* Passage given
··········

Intuitively, it seems like this is an even-odds game. Each die is individually a 1/6 chance of winning, so adding all three should give you a 3/6 chance of winning. But of course, if you calculate that way you’re adding when these are separate die-rolls, and remember, you’re only allowed to add if you’re talking about separate win conditions from the same die. You need to be multiplying something.

When you count out all possible results (you’ll probably find it easier to do this in Excel than by hand since there are 216 results), it still looks at first like an even-odds game. But in reality, the odds of winning are actually slightly in favor of the House; how much? In particular, on average, how much money do you expect to lose each time you play this game? All you have to do is add up the gains and losses for all 216 results, then divide by 216, so this should be simple… but as you’ll see, there are a few traps you can fall into, which is why I’m telling you right now that if you think it’s even-odds, you’ve got it wrong.

Game #3: 5-Card Stud Poker

When you’ve warmed up with the previous two exercises, let’s try our hand at dependent probability by looking at a card game. In particular, let’s assume Poker with a 52-card deck. Let’s also assume a variant like 5-card Stud where each player is dealt 5 cards, and that’s all they get. No ability to discard and draw, no common cards, just a straight-up you get 5 cards and that’s what you get.

A “Royal Flush” is the 10-J-Q-K-A in the same suit, and there are four suits, so there are four ways to get a Royal Flush. Calculate the probability that you’ll get one.

One thing I’ll warn you about here: remember that you can draw those five cards in any order. So you might draw an Ace first, or a Ten, or whatever. So the actual way you’ll be counting these, there are actually a lot more than 4 ways to get dealt a Royal Flush, if you consider the cards to be dealt sequentially!

Game #4: IMF Lottery

This fourth question is one that can’t easily be solved through the methods we’ve talked about today, but you can simulate it pretty easily, either with programming or with some fudging around in Excel. So this is a way to practice your Monte Carlo technique.

In a game I worked on that I’ve mentioned before called Chron X, there was this really interesting card called IMF Lottery. Here’s how it worked: you’d put it into play. At the end of your turn, the game would roll a percentile, and there was a 10% chance it would leave play, and a random player would gain 5 of each resource type for every token on the card. The card didn’t start with any tokens, but if it stayed around then at the start of each of your turns, it gained a token. So, there is a 10% chance you’ll put it into play, end your turn, and it’ll leave and no one gets anything. If that doesn’t happen (90% chance), then there is a further 10% chance (actually 9% at this point, since it’s 10% of 90%) that on the very next turn, it’ll leave play and someone will get 5 resources. If it leaves play on the turn after that (10% of the remaining 81%, so 8.1% chance) someone gets 10 resources, then the next turn it would be 15, then 20, and so on. The question is, what is the expected value of the number of total resources you’ll get from this card when it finally leaves play?

··········

* Rows
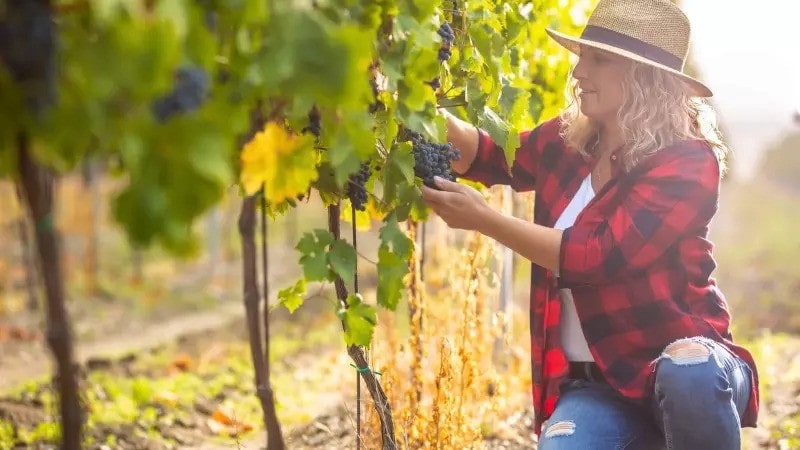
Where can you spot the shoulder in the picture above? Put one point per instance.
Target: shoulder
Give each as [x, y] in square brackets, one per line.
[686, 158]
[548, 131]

··········

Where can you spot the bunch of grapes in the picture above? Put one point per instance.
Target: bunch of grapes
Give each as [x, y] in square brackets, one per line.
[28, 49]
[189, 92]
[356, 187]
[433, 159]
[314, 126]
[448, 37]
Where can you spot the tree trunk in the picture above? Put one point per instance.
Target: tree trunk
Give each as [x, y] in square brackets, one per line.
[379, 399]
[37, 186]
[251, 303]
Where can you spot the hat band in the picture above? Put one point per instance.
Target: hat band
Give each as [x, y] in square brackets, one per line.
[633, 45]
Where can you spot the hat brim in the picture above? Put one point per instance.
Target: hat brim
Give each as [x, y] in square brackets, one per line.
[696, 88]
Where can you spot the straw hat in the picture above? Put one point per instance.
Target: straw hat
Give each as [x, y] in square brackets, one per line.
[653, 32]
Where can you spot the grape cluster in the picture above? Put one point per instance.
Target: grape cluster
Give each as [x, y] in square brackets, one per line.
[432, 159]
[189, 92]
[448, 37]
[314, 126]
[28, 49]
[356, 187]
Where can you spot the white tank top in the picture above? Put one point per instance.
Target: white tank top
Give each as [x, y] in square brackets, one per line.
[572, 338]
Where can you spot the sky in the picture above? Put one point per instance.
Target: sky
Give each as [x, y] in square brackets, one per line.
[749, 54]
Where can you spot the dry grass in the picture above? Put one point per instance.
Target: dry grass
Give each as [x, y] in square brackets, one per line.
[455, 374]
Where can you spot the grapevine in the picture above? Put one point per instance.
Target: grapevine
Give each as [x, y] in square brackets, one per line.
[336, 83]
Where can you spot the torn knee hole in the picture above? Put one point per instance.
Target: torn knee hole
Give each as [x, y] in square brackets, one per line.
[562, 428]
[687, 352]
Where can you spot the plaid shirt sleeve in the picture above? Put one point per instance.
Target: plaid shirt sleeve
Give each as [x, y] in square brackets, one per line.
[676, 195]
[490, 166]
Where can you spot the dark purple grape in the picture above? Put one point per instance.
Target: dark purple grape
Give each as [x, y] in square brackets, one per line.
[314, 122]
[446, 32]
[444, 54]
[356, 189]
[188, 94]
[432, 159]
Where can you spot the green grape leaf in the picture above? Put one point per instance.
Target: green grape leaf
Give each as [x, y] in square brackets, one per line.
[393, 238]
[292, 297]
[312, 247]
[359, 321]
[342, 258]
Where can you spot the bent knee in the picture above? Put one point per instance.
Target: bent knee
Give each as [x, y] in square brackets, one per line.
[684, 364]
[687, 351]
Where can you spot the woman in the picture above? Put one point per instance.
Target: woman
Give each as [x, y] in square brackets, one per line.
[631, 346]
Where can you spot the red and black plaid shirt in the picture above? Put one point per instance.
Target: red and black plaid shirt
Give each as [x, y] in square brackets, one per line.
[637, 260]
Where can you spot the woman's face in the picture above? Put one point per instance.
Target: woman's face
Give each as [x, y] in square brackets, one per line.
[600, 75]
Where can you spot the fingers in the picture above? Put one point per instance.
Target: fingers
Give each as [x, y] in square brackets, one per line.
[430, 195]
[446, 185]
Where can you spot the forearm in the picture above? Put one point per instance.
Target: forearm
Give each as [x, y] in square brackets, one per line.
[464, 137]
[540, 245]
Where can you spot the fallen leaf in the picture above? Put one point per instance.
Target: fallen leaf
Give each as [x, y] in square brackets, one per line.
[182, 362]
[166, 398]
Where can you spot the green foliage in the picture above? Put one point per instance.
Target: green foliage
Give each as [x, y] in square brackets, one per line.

··········

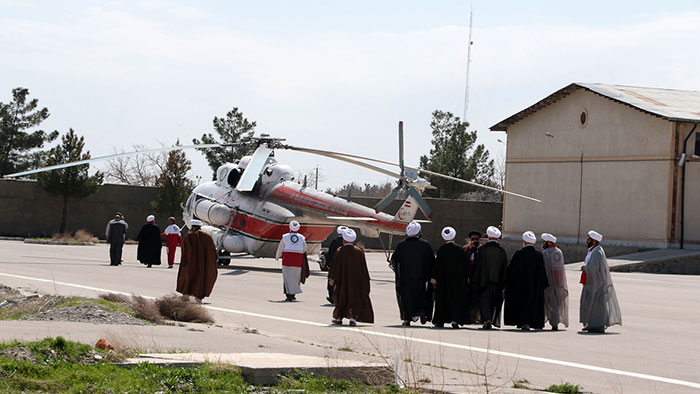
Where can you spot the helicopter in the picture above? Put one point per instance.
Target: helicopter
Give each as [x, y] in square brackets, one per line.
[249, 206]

··········

* Task 1
Print the probability exercises from "When you’ve warmed" up to and including "you’ll get one.".
* Task 2
In the probability exercises, what is the chance each turn that the IMF Lottery card leaves play?
* Task 3
Rewrite the paragraph of the probability exercises that opens "When you've warmed up with the previous two exercises" in a shorter form.

* Correct response 1
When you’ve warmed up with the previous two exercises, let’s try our hand at dependent probability by looking at a card game. In particular, let’s assume Poker with a 52-card deck. Let’s also assume a variant like 5-card Stud where each player is dealt 5 cards, and that’s all they get. No ability to discard and draw, no common cards, just a straight-up you get 5 cards and that’s what you get.

A “Royal Flush” is the 10-J-Q-K-A in the same suit, and there are four suits, so there are four ways to get a Royal Flush. Calculate the probability that you’ll get one.

* Correct response 2
10%

* Correct response 3
After the first two exercises, a card game is used to practice dependent probability. The game is Poker with a 52-card deck in a 5-card Stud variant. Each player is dealt 5 cards and keeps them, with no discarding, drawing, or common cards.